| PROBLEM SET |
[A] Answer these about the kakapo article:
(i) On what date was Rooster flown off Whenua Hou/Codfish Island?
(ii) Of the six young kakapo to die in recent times, how many had been fathered by Basil?
(iii) Who would examine the DNA of Basil's offspring?
[B] Please print the part of the kakapo article starting with "Kakapo Recovery programme" and going on through "died since September.".

Date: 05 March 2012
The death of a young male kakapo last week – the fifth since September – may be linked to poor genetics, prompting the Kakapo Recovery team to consider removing Basil, an Anchor Island-based bird, from the breeding programme.
Rooster, who hatched in 2008, was flown off Whenua Hou/Codfish Island on February 29 for veterinary care at Auckland Zoo, after suffering weight loss and loss of appetite. He died the next day, with initial post mortem results indicating a fungal infection – aspergillosis – was widespread throughout his body, including his lungs.
Kakapo Recovery programme manager Deidre Vercoe Scott said the team was investigating the cause and also looking into whether there could be a link with genetics. Of the six young kakapo to die in recent times (birds aged 1-9 years old since 2004), four had been fathered by Basil. Two, Rooster and Purity, had died since September.
“We also know that, of all the dead embryos and hatched chicks of known paternity, 24% of the 33 were fathered by Basil.”
Kakapo Recovery scientist Dr Ron Moorhouse said statistically, the probability of Basil fathering that number of dead chicks by chance, was one in a hundred. Otago University geneticist Dr Bruce Robertson would be looking at Basil’s offspring relative to other kakapo, examining their DNA for variation at the MHC allele. This was the part of the DNA involved with immune response to pathogens, Dr Moorhouse said.

| DATA PROVIDED |
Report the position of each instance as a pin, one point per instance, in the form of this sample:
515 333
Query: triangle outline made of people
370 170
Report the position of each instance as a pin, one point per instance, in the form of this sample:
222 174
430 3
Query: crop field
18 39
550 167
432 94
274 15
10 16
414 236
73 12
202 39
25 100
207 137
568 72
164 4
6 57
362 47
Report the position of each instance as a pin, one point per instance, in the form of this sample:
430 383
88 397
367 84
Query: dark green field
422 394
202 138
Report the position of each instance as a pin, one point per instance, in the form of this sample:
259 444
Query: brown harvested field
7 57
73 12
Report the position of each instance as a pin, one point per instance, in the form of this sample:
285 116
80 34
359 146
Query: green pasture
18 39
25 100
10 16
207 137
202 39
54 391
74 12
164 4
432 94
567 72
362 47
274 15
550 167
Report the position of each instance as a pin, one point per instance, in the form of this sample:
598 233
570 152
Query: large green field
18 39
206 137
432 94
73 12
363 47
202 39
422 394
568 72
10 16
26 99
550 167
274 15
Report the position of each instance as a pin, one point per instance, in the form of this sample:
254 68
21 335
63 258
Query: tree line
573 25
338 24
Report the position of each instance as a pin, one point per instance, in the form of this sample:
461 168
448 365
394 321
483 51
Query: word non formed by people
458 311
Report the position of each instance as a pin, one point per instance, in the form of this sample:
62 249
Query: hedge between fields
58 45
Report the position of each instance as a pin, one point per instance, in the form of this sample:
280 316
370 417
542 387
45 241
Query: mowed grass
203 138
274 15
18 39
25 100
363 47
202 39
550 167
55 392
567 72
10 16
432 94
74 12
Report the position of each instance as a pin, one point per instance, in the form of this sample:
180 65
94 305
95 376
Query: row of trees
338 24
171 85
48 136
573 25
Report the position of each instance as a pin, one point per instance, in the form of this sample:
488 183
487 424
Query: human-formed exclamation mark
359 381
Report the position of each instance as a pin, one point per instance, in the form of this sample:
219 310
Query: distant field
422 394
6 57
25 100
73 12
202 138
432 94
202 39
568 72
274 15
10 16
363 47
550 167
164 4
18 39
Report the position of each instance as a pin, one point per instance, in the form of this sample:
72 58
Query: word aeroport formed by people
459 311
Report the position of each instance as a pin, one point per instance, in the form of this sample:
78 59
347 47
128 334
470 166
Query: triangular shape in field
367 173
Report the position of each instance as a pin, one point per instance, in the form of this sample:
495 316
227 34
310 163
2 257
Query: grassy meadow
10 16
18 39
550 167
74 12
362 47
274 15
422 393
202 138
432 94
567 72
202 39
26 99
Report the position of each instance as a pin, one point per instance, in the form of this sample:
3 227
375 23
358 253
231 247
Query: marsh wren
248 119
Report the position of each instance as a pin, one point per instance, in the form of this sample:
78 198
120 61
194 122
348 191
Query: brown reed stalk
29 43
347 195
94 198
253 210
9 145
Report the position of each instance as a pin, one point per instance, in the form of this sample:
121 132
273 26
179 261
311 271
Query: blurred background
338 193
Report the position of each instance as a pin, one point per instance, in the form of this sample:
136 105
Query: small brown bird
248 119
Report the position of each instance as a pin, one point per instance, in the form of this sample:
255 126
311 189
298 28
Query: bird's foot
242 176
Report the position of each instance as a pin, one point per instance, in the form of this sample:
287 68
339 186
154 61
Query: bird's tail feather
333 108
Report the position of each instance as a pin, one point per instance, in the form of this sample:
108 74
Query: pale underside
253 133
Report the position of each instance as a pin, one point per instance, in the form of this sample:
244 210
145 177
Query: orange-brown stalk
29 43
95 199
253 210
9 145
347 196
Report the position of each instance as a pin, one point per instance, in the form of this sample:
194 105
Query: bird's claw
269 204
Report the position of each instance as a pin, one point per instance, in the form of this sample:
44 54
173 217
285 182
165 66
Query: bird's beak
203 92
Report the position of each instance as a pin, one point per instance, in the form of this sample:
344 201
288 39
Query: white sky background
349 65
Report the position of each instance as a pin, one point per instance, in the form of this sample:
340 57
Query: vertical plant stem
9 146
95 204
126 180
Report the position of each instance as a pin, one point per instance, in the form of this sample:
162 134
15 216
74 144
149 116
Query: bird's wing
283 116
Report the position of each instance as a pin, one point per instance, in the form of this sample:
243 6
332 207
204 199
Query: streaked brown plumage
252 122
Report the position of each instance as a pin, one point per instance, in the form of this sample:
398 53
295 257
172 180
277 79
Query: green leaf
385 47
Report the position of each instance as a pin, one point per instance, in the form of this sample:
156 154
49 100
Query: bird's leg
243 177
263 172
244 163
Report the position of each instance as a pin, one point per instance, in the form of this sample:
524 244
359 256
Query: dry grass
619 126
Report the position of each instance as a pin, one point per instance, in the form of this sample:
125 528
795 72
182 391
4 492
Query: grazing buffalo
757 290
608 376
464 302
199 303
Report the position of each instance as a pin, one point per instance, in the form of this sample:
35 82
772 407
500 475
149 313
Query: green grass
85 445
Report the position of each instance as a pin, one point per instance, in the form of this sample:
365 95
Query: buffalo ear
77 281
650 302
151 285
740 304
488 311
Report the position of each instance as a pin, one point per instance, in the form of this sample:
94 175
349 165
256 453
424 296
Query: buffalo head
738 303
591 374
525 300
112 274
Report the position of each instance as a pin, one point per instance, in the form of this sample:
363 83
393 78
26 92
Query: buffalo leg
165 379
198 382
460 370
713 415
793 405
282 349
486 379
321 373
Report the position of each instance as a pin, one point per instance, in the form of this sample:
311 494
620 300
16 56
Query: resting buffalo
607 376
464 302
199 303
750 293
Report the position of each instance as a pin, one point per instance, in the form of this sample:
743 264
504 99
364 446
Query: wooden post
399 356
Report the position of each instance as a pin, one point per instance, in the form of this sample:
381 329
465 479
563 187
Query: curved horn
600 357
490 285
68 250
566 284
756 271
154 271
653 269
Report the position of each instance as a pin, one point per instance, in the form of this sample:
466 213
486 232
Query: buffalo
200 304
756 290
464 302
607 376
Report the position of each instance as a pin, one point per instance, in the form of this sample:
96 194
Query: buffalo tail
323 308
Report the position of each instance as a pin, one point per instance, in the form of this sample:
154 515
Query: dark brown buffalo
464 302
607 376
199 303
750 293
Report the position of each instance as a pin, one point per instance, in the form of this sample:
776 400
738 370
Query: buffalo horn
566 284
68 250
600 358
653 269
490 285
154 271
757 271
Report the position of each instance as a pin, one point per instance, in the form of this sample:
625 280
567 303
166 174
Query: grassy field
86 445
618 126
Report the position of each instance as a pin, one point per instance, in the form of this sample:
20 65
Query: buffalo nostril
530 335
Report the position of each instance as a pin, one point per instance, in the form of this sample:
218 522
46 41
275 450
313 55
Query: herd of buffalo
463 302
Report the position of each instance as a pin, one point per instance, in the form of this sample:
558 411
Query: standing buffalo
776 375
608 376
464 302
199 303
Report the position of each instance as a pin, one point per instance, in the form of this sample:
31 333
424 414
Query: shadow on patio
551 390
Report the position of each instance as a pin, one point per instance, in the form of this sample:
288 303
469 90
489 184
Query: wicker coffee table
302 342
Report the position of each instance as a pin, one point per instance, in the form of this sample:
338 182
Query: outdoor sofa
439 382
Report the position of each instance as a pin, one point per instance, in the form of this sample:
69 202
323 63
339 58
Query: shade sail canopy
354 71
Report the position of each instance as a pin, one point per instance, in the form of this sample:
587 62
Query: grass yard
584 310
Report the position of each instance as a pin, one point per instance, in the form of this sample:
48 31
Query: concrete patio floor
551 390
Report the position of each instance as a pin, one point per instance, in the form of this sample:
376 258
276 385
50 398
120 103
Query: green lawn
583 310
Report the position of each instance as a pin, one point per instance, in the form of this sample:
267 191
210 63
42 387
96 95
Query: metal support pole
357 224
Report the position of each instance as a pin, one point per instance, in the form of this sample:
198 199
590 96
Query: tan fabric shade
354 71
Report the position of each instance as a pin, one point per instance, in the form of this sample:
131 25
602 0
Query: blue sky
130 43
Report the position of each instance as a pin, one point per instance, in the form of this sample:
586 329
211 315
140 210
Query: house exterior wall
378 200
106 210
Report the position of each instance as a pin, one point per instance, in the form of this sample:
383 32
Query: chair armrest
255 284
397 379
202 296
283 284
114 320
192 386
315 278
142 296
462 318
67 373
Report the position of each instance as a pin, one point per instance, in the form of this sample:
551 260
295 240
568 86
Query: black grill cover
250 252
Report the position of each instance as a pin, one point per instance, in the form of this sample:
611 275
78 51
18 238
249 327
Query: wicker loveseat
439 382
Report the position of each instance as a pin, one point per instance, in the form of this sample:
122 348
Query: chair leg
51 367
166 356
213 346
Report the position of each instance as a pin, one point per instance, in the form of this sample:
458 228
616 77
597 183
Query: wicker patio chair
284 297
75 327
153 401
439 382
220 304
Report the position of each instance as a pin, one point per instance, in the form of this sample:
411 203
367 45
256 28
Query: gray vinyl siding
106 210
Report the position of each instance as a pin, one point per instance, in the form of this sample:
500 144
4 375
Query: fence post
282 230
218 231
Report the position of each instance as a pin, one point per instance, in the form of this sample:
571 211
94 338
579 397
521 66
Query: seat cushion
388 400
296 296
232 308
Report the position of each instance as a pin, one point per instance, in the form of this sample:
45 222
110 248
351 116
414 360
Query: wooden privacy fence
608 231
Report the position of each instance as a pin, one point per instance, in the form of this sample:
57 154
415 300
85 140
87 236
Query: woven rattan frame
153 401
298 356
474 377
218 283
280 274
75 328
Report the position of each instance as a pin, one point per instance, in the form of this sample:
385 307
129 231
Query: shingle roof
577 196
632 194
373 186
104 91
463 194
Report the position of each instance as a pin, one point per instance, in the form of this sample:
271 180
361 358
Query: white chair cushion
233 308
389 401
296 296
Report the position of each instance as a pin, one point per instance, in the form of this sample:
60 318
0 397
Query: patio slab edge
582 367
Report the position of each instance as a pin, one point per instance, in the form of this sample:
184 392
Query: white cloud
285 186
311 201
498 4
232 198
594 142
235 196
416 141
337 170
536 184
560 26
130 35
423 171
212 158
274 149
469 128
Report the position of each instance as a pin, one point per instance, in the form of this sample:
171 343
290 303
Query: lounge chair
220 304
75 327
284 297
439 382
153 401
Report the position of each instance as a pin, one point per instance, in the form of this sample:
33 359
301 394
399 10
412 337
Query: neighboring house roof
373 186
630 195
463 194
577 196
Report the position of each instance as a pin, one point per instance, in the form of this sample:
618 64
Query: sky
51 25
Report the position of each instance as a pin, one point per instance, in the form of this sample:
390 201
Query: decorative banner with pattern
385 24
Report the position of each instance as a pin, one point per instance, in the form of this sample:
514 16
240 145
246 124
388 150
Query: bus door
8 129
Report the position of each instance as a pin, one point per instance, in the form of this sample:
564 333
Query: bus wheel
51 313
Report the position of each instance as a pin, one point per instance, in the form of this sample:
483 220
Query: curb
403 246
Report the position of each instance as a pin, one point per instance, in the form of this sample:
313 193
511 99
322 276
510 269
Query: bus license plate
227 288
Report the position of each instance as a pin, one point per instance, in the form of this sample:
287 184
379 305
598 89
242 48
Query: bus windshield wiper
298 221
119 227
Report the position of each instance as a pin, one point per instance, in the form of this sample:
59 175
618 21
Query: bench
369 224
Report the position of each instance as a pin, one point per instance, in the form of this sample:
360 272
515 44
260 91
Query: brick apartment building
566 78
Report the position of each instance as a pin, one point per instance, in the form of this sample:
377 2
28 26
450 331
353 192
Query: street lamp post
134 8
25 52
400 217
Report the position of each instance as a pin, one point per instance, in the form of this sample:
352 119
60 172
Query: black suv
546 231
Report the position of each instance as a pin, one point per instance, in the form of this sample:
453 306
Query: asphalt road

| RESPONSES TO THE EXERCISE |
[A]
(i) February 29
(ii) Four
(iii) Otago University geneticist Dr Bruce Robertson

[B]
Kakapo Recovery programme manager Deidre Vercoe Scott said the team was investigating the cause and also looking into whether there could be a link with genetics. Of the six young kakapo to die in recent times (birds aged 1-9 years old since 2004), four had been fathered by Basil. Two, Rooster and Purity, had died since September.